Given passage ->
All through our (usually) dry winters, we’ve been beating the drum to get people to winter water their turf AND their trees. With our ongoing drought and irrigation restrictions, we find ourselves in the surprising position of having to remind people to “summer water” their trees.

Most of the trees in our area have been introduced and can have a tough time thriving even when we are not in drought. After several consecutive years of drought, super late hard freezes this year, and watering restrictions, our trees are having a tougher time than ever surviving. Many trees that have been on the edge of survival for the past few years have finally died this year and others are very close (like those trees in the downtown medians with about a quarter of their normal leaf cover).

Often sources say that trees can store up to three years worth of energy to get through tough times. Unfortunately, our trees have used up those reserves. According to local arborist, Becky Wegner, any mature tree you see without leaves right now is gone; they will not draw on reserves to try to leaf out next year.

Trees need deep soakings throughout the area from trunk to dripline (draw a line down from where the branches end to the ground and you’ll have the dripline) at least once a month – more so when we’re in drought. This can be tough during watering restrictions; you can’t put a sprinkler out on your non-watering days. However, wrapping a good long soaker hose or two around the area under the tree is a great way to water, and you can do that at any time under our watering restrictions. How much to water? Until you have gotten the top twelve inches of the soil wet (yes, you’ll need to dig to check).

Data segment ->
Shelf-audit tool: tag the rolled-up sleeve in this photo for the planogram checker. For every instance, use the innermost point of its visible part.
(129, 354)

Work to be completed -> Edit the passage on watering trees, starting with the words containing "Most of the" and ending with "out next year.", and replace "reserves" with "energy stores" throughout that stretch.

Worked answer ->
Most of the trees in our area have been introduced and can have a tough time thriving even when we are not in drought. After several consecutive years of drought, super late hard freezes this year, and watering restrictions, our trees are having a tougher time than ever surviving. Many trees that have been on the edge of survival for the past few years have finally died this year and others are very close (like those trees in the downtown medians with about a quarter of their normal leaf cover).

Often sources say that trees can store up to three years worth of energy to get through tough times. Unfortunately, our trees have used up those energy stores. According to local arborist, Becky Wegner, any mature tree you see without leaves right now is gone; they will not draw on energy stores to try to leaf out next year.